* _Exercise_: Gather every line in the material below that contains the word "positive".

* _Records for this task_:
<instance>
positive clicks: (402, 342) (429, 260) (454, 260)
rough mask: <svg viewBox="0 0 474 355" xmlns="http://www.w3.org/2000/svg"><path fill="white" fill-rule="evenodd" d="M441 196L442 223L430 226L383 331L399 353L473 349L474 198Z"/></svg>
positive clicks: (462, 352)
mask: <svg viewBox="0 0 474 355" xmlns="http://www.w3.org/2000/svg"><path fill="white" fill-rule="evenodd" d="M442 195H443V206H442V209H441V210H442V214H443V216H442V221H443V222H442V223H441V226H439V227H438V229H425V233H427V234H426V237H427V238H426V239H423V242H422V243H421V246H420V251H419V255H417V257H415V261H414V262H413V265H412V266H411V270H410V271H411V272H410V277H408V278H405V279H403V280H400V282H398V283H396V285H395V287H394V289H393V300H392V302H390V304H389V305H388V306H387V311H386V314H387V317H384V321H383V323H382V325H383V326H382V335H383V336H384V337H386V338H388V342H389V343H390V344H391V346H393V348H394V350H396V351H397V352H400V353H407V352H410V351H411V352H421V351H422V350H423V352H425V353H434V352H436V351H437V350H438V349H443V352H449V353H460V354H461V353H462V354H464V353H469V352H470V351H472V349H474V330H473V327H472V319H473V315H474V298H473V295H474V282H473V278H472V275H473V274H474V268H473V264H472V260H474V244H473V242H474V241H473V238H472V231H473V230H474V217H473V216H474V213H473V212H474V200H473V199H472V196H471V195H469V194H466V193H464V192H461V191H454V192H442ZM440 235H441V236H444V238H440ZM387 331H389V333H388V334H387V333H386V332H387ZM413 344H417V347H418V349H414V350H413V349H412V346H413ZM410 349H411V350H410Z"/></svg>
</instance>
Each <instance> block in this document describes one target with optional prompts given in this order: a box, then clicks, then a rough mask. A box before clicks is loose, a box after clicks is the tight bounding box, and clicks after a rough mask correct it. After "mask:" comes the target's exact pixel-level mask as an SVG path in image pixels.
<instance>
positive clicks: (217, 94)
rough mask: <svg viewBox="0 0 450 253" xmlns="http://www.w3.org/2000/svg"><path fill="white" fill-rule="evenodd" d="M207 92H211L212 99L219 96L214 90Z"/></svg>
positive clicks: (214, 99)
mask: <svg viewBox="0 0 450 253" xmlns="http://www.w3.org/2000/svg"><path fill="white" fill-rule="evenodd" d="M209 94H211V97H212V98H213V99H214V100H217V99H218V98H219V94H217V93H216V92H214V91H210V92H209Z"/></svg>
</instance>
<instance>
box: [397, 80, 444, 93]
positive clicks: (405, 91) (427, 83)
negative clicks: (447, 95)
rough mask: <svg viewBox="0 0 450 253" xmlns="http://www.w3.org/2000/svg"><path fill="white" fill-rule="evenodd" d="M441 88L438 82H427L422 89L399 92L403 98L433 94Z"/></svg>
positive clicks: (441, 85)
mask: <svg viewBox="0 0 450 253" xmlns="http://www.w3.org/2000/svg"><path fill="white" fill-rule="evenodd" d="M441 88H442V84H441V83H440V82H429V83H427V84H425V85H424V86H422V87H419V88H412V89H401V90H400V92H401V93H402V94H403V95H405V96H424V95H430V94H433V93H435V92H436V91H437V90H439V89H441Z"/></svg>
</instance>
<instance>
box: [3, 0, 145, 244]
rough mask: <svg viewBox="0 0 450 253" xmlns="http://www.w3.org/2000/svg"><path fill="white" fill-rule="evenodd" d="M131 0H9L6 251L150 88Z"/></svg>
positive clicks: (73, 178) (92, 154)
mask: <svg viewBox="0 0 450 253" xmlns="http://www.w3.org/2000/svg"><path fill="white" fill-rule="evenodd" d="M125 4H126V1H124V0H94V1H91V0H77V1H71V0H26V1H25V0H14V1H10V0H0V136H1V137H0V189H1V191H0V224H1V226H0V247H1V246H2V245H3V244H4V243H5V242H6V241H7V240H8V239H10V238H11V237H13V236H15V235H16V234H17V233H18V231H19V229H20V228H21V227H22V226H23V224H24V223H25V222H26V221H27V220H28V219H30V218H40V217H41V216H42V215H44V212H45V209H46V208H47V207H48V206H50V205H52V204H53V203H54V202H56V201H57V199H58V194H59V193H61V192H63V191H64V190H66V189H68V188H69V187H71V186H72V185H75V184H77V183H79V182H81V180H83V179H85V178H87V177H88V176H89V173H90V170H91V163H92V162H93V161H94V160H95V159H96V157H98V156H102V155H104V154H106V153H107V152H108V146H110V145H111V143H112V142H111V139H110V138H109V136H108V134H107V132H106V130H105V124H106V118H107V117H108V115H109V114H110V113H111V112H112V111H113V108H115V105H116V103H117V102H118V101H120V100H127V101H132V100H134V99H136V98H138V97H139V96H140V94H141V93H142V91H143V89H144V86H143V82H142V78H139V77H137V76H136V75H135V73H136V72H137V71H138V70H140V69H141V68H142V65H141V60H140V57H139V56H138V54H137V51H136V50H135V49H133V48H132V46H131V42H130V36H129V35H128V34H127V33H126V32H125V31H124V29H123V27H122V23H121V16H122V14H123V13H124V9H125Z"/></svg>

* _Exercise solution_:
positive clicks: (402, 342) (429, 260) (454, 260)
positive clicks: (462, 352)
positive clicks: (217, 94)
positive clicks: (214, 99)
positive clicks: (405, 91) (427, 83)
positive clicks: (441, 85)
positive clicks: (73, 178) (92, 154)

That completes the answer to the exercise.